**Task instructions**
Write out all the rows again, including each request line, but add 76 to every x and y coordinate value in the answers. Leave the pictures out of what you return.

**Location identification rows**
** begin **
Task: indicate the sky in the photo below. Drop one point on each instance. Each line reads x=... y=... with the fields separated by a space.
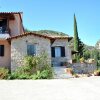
x=58 y=15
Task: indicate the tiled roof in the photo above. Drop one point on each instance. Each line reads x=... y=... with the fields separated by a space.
x=40 y=35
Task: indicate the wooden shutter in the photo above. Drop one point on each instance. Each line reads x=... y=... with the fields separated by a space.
x=62 y=51
x=1 y=50
x=31 y=50
x=53 y=51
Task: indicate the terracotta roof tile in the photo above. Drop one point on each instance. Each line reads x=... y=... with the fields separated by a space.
x=40 y=35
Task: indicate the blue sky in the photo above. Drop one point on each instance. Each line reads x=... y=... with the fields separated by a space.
x=58 y=15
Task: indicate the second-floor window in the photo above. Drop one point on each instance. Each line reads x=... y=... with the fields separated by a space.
x=58 y=51
x=3 y=25
x=1 y=50
x=31 y=50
** end **
**Full output**
Task: indicate the sky in the photo below. Drop one point on each instance. Each line reads x=... y=... with the fields separated by a space.
x=134 y=91
Task: indicate the tiled roof in the photo above. Drop one point on each instance. Each line reads x=... y=... with the fields separated by a space.
x=116 y=111
Task: indicate the wooden shutter in the photo above. Drop one point on each instance. Each line reads x=... y=... with the fields separated by a space.
x=138 y=127
x=77 y=126
x=107 y=126
x=129 y=127
Task: indicate the terracotta roof tile in the photo above. Drop one point on each instance. Each line reads x=... y=... with the fields separated by a space.
x=116 y=111
Task: indicate the blue sky in the photo above. Drop one point on each instance. Each line reads x=... y=... with the fields separated by a space.
x=134 y=91
Task: indicate the second-floor window in the photo above. Drop one point on each instance. Each line reads x=... y=... with the fields separated by a space.
x=134 y=127
x=79 y=101
x=77 y=126
x=107 y=126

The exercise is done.